## BEGIN Page text

I lost my job this past Thursday.
It was at the end of the day. The owners' nephew pulled me into the office and with a poorly worded speech, accompanied by (what I hope was) a nervous giggle, said that I was going to be laid off Friday. I could, he assured me, finish the hour left of my day.
Seeing as I was salary, I refused that generous offer.
It's not that I didn't see this coming. Things got goofy fast recently.
Lisa had predicted this, saying they'd have me do their dirty work by laying off much of the staff and then can me in the end.
Well by this week there wasn't much of a staff left to lay off - 3rd shift had been gouged (infuriating me, as I believe it to be a safety concern), the day shifts were barren, our most populated department was down to five workers, and an entire department was 'replaced' with the nephew.
This week staff was instructed to train 'visiting' members of the owner's family -'visitors' who will no doubt take their jobs. I equate this training with being forced to teach someone how to properly F your wife.
In the infamous words of one employee, who once welcomed the regime change, "I never thought it could be worse. I thought it'd be all unicorns and rainbows. But this . . man they actually make me miss [the old owners]."
So I made sure my personal effects were out of my desk, I'd taken home some of my business cards as 'souvenirs' and I'd put my resume out there - all long weeks before I was let go.
Let's not sugarcoat this: this sucks. I put in ten years and was kicked to the curb on the eve of the holidays. What savings I had were severely dented by helping my family during and after their recent move, and severance - what severance?

## END Page text

Work required. In the layoff account above, how many years had the writer put in before being let go?

## BEGIN Extracted information

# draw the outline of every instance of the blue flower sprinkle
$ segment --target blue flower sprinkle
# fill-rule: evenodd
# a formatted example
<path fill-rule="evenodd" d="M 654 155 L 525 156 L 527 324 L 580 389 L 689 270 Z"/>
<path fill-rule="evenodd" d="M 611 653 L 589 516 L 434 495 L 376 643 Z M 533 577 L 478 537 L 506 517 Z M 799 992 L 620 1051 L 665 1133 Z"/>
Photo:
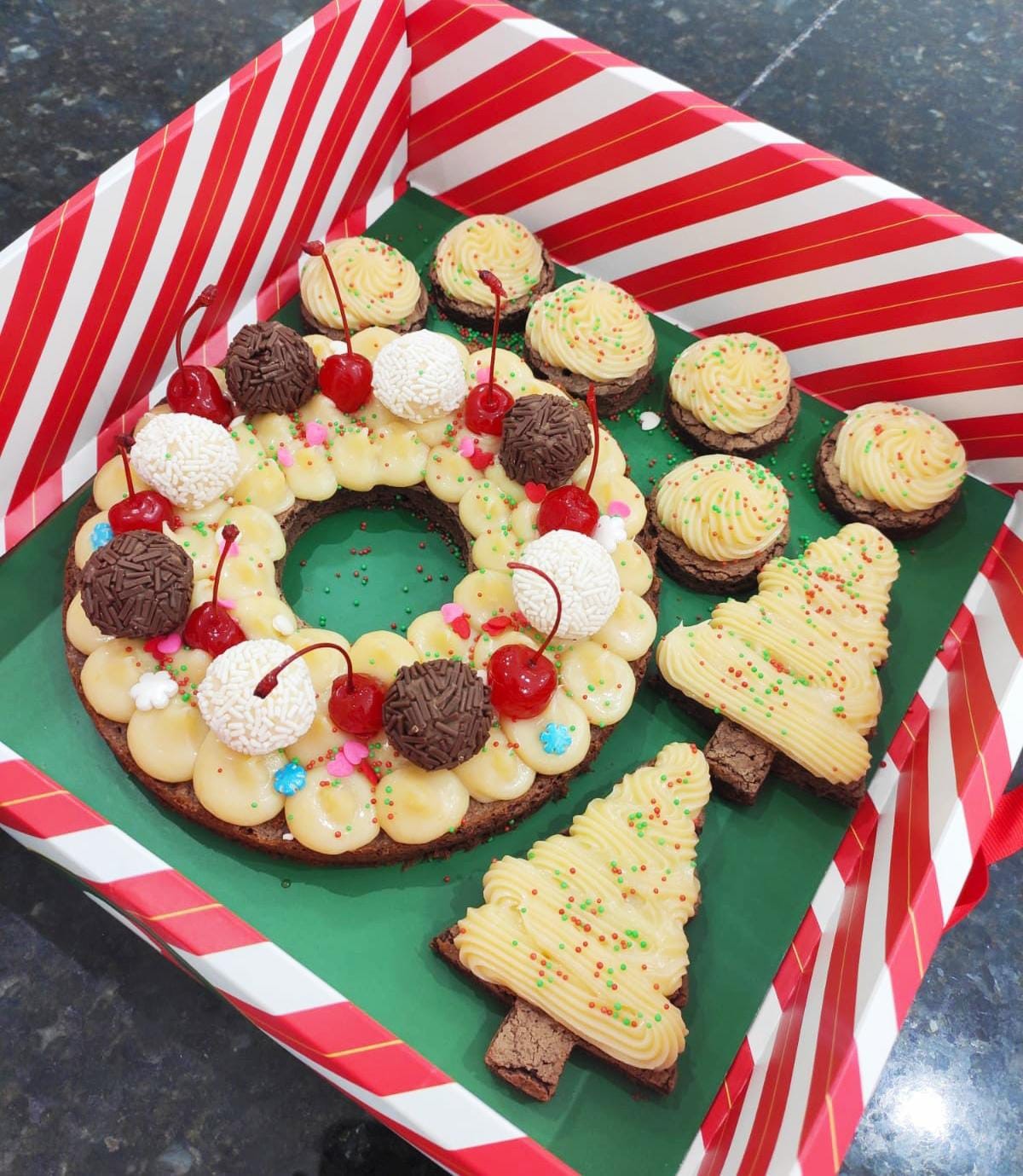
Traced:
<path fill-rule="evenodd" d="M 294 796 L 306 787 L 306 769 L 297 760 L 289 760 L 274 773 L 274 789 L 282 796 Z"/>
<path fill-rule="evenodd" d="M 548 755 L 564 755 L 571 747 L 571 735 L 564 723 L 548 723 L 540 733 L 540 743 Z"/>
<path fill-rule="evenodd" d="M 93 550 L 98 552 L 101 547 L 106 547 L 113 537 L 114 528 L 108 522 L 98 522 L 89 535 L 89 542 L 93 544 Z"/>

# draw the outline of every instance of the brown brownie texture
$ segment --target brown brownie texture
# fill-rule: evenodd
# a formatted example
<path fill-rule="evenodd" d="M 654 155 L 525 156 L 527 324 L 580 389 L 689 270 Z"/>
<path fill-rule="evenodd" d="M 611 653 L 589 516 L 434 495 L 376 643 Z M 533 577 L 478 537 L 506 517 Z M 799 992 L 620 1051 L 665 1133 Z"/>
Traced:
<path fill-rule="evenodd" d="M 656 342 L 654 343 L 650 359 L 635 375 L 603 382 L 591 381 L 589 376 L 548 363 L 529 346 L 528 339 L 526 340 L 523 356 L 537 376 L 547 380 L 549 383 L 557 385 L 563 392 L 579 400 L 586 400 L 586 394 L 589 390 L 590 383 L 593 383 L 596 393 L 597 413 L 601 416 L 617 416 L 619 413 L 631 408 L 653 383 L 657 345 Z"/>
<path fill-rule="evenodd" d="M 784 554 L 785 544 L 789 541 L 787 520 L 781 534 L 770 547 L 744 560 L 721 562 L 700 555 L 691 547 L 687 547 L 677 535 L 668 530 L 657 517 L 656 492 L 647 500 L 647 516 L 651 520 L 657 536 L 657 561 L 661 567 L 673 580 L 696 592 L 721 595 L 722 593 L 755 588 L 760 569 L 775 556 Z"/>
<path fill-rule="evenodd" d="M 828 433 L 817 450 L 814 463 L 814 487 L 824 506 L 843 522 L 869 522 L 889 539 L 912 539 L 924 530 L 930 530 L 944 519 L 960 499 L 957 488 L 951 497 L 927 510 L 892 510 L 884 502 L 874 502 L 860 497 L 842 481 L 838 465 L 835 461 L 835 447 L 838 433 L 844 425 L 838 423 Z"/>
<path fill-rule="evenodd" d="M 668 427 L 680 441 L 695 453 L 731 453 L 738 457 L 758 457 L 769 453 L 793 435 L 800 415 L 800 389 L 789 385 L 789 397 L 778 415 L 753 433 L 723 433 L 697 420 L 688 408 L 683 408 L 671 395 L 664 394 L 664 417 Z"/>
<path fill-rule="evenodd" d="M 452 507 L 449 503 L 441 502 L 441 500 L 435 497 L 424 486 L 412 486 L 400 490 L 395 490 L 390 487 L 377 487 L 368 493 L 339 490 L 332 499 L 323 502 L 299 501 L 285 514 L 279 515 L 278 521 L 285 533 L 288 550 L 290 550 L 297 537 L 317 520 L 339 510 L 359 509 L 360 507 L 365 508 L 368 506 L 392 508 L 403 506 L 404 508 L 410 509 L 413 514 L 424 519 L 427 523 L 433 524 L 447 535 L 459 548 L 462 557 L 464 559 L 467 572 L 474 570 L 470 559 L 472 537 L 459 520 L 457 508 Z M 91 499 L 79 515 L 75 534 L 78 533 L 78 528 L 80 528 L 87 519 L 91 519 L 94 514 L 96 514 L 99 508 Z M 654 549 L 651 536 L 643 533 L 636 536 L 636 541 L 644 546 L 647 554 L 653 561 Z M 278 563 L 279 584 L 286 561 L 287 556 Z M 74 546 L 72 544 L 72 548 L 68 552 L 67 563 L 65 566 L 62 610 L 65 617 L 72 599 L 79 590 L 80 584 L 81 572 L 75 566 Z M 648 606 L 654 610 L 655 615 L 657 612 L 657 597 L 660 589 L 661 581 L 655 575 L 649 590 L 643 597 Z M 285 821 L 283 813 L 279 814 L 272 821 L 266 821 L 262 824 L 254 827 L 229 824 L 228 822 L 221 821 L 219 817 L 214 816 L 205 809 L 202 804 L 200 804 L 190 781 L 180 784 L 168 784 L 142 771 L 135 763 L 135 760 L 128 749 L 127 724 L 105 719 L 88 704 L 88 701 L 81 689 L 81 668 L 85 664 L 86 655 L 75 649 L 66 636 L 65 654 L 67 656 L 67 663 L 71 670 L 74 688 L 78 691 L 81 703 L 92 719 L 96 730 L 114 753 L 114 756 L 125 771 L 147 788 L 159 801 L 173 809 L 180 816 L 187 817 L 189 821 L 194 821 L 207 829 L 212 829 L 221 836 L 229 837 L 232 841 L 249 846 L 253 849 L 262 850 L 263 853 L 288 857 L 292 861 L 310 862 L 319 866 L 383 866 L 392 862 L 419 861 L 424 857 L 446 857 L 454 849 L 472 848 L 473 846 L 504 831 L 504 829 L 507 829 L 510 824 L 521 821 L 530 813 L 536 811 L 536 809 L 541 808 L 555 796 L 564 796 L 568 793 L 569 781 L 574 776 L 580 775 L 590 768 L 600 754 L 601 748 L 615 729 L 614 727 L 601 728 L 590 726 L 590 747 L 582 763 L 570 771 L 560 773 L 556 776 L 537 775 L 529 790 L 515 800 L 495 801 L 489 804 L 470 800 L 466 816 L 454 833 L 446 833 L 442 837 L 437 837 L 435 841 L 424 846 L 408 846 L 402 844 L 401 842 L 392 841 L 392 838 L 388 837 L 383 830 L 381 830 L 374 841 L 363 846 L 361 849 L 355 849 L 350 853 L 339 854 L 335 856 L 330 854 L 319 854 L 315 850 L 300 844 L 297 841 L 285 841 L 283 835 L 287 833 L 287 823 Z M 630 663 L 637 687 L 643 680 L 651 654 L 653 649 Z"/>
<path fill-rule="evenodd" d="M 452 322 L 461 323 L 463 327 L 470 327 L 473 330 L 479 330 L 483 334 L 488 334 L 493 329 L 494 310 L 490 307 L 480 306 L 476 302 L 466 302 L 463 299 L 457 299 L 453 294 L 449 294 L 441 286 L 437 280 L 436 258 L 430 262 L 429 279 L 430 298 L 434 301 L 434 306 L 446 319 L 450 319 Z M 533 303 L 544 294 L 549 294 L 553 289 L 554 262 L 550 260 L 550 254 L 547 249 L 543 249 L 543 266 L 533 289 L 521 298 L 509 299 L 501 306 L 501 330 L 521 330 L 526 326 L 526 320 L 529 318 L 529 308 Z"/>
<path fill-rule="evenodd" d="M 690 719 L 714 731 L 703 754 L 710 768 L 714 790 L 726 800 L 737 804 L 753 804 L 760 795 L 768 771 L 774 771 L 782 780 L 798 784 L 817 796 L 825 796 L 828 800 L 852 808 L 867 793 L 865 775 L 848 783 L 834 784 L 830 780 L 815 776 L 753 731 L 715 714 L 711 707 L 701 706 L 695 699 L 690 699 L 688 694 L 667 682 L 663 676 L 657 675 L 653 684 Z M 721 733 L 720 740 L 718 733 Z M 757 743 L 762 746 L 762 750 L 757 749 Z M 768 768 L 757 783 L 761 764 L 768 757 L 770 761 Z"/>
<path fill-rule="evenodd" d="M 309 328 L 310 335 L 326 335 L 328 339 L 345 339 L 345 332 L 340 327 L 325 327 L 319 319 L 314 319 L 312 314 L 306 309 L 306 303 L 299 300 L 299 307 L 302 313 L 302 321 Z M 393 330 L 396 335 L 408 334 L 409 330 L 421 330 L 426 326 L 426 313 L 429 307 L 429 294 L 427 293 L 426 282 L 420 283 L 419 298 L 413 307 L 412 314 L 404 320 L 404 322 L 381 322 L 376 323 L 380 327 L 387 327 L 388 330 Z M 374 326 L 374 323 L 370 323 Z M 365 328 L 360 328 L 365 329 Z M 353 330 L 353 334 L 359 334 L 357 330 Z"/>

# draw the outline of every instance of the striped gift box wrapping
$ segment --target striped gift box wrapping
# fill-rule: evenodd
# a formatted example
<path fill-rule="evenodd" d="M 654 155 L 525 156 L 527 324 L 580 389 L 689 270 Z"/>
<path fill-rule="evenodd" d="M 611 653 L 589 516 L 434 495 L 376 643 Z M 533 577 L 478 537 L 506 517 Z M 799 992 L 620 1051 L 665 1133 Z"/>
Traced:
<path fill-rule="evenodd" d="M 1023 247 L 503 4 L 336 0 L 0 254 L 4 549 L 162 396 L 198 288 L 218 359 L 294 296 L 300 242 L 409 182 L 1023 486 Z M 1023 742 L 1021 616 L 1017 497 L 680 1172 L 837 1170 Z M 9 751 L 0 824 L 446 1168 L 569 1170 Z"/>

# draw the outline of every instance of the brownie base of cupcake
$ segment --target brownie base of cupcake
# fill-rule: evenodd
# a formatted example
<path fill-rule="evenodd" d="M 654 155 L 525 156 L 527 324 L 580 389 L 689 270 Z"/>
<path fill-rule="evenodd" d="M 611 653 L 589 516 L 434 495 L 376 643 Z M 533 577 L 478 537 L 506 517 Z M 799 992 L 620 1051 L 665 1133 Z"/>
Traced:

## END Extracted information

Written reply. Ten years.